> Task details: Show every line from the rows below that contains the string "siding", copying each line in full.

(Point-labeling examples)
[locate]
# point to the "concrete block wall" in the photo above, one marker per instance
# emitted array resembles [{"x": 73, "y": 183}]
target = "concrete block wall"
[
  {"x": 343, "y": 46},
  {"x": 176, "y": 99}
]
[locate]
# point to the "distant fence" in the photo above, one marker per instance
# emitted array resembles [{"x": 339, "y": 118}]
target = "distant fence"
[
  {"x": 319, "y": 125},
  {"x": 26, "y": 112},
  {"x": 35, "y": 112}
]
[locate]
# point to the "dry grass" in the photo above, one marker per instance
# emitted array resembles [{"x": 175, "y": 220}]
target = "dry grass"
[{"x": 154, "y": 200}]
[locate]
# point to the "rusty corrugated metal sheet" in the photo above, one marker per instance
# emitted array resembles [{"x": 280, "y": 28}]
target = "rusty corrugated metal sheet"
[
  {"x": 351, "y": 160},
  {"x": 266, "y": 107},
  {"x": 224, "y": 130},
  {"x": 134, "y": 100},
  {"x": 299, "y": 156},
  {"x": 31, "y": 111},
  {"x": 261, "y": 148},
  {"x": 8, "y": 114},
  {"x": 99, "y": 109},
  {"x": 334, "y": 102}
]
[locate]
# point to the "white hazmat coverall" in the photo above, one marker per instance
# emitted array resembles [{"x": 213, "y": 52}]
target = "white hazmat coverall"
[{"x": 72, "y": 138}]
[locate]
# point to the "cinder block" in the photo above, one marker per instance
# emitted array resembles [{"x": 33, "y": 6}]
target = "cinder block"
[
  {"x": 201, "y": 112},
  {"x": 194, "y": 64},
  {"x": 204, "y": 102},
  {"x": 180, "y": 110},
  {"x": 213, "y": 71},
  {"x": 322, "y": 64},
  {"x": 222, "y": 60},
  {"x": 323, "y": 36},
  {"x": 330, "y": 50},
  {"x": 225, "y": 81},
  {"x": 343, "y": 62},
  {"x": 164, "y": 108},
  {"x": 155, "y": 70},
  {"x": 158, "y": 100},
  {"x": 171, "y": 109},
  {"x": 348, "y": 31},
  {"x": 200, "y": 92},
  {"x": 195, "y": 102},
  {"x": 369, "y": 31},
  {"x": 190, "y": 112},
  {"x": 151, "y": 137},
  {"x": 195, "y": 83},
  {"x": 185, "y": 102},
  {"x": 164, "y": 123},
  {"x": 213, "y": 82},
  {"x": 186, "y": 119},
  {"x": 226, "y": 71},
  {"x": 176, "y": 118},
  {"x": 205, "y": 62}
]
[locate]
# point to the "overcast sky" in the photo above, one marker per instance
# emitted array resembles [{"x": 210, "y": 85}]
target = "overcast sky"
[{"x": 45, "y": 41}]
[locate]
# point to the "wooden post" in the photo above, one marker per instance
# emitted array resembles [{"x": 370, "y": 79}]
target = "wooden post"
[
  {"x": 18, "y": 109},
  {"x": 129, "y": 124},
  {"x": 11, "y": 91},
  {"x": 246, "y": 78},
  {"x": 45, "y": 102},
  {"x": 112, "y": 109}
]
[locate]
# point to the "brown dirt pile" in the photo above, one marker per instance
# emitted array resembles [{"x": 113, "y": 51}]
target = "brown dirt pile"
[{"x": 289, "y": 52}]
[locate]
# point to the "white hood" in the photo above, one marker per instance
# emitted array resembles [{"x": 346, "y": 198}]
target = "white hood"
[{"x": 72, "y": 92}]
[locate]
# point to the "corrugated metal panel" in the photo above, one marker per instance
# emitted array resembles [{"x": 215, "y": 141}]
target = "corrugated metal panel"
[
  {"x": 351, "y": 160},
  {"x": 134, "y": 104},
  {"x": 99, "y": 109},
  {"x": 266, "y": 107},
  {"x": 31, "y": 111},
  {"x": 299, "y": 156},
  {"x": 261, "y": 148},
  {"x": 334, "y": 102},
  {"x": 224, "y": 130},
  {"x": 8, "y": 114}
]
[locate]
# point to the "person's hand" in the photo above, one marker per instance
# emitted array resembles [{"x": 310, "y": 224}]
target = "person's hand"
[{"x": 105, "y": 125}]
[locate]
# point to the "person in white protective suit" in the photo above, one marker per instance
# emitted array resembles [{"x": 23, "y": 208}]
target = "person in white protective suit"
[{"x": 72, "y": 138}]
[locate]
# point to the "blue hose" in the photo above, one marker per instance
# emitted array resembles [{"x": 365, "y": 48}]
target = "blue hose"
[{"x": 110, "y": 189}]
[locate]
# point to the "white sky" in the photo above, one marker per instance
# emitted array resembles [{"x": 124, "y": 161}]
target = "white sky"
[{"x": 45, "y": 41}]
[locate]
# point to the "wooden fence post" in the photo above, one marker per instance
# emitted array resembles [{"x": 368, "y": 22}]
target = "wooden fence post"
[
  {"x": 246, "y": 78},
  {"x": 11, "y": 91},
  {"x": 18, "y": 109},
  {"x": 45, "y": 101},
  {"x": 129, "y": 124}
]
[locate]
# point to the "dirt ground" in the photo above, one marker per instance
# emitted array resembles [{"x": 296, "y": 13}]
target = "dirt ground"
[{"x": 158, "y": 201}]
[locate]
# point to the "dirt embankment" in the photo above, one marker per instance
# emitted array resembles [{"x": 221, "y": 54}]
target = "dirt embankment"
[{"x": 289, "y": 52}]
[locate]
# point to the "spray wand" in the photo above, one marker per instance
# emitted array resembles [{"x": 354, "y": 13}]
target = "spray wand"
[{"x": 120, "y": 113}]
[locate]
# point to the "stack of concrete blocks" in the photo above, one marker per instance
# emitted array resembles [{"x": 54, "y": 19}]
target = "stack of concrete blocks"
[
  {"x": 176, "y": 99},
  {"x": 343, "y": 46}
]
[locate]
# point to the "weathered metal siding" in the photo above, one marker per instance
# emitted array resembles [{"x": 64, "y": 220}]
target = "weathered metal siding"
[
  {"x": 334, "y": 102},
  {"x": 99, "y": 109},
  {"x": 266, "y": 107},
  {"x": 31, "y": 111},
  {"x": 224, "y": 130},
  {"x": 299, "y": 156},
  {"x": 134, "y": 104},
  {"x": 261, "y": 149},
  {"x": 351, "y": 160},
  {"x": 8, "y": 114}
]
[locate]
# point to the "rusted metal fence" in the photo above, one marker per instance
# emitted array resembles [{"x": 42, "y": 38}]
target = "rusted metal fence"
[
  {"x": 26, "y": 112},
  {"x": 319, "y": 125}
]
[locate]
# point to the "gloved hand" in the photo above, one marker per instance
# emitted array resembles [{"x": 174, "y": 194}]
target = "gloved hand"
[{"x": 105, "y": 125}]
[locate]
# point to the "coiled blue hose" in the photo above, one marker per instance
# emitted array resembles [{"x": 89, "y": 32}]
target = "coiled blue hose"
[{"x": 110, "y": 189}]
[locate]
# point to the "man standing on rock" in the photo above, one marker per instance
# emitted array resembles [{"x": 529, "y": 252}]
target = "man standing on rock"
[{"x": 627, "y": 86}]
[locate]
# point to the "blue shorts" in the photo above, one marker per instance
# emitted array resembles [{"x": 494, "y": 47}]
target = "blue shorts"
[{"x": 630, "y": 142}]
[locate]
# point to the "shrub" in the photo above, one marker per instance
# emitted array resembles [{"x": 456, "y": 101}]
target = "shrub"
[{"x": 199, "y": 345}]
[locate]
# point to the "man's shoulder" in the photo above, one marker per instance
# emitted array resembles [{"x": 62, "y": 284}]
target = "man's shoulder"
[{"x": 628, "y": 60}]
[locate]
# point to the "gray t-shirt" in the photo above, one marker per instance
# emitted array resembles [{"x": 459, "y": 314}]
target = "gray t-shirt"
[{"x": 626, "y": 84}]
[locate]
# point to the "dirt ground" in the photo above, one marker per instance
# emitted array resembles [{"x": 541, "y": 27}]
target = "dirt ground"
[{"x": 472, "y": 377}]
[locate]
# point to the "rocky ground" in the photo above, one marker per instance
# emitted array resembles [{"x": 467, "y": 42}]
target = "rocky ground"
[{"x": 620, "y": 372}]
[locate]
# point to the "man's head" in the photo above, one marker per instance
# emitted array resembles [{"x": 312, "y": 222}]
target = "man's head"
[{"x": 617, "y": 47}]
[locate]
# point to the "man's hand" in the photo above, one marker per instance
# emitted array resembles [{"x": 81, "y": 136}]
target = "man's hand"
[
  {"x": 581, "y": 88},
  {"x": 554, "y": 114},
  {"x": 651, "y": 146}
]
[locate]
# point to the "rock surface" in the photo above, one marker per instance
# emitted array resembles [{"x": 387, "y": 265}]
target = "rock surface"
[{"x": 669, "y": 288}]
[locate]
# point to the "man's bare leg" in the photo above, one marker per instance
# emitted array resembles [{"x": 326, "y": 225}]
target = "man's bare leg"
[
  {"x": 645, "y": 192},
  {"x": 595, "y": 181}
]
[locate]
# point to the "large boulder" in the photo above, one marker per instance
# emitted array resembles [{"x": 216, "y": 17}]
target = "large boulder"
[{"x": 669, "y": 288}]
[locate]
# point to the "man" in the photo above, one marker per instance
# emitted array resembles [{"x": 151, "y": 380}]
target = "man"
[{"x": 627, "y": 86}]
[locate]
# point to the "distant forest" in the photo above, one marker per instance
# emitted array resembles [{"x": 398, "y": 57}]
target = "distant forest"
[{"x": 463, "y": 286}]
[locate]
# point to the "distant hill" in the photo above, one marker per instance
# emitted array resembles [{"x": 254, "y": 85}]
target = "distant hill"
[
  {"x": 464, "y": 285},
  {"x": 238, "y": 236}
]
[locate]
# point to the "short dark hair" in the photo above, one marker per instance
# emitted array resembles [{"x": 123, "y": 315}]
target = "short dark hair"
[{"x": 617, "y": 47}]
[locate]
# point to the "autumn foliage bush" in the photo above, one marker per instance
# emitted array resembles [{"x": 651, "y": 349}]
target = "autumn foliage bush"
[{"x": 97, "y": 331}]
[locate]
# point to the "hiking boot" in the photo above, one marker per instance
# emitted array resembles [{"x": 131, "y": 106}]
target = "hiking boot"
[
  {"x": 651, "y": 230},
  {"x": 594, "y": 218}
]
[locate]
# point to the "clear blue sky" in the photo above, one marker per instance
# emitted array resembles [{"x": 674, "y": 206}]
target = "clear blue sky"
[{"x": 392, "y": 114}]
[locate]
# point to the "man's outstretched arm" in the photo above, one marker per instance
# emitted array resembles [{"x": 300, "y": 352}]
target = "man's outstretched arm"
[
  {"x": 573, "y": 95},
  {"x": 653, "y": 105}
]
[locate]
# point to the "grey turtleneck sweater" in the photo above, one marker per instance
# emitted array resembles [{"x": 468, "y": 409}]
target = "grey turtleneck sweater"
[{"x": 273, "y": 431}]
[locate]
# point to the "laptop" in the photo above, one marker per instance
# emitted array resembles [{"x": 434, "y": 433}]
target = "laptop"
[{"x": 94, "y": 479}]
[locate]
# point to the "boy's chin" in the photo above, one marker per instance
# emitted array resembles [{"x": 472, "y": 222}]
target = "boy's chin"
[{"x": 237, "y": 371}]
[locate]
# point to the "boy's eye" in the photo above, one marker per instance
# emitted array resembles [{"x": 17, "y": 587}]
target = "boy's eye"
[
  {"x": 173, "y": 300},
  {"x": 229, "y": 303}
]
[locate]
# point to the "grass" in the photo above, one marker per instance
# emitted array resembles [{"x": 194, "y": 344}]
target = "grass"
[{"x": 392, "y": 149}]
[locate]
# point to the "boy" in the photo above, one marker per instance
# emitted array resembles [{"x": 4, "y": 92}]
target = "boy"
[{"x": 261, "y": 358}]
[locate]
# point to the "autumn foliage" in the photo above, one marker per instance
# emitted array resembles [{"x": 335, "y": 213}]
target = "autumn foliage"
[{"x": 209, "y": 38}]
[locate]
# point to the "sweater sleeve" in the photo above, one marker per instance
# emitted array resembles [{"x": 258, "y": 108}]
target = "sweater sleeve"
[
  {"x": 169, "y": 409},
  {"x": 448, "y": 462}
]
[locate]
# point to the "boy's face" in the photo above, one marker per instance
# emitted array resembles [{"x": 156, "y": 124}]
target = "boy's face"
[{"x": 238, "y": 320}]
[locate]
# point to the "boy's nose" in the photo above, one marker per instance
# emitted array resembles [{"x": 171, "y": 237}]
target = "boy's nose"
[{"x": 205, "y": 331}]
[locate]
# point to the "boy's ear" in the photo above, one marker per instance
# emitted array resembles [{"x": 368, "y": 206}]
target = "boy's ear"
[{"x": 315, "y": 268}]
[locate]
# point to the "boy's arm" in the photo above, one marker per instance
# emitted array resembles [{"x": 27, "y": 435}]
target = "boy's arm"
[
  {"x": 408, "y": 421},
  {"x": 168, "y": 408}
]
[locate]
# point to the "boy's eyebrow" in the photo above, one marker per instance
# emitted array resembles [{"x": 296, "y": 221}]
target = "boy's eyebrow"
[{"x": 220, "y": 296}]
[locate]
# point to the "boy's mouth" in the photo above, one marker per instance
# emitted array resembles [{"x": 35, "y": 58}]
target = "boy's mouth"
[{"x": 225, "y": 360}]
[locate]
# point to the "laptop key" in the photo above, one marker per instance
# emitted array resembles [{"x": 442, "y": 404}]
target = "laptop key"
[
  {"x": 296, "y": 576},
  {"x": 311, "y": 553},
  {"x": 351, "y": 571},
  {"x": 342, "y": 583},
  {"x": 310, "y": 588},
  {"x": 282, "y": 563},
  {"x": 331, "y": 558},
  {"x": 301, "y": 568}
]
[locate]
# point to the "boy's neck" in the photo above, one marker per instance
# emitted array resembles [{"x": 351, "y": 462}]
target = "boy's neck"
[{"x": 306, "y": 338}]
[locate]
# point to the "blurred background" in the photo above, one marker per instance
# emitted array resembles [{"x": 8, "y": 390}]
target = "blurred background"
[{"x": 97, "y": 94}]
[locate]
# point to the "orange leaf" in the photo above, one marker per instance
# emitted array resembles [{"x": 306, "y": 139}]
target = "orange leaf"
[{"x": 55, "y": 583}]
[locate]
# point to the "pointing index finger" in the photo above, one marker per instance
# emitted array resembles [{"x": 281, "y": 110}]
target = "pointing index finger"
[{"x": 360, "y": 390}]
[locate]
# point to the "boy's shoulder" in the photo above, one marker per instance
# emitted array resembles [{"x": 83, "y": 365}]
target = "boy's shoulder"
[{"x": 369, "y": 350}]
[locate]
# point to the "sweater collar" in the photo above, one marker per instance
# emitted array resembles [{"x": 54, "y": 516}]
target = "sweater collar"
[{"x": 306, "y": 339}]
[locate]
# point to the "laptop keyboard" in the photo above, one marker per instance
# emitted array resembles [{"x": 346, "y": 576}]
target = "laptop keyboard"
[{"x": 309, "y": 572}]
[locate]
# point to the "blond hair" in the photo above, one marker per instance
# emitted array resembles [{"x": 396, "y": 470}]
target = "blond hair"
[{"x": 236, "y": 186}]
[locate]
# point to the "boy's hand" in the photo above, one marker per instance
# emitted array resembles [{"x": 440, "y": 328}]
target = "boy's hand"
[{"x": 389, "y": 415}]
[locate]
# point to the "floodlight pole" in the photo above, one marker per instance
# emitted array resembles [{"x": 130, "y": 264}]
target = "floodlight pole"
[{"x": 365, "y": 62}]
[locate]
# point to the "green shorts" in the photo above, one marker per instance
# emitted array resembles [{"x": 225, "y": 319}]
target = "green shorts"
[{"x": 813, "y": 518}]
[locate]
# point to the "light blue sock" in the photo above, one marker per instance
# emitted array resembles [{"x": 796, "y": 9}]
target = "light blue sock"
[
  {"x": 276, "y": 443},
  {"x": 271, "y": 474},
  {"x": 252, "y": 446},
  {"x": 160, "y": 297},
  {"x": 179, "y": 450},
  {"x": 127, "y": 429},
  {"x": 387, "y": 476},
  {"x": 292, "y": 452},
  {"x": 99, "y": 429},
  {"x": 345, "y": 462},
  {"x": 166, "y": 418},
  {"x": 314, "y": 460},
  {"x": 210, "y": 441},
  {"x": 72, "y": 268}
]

> Written reply:
# point to the "weathered metal siding" in the photo above, one marker per instance
target = "weathered metal siding"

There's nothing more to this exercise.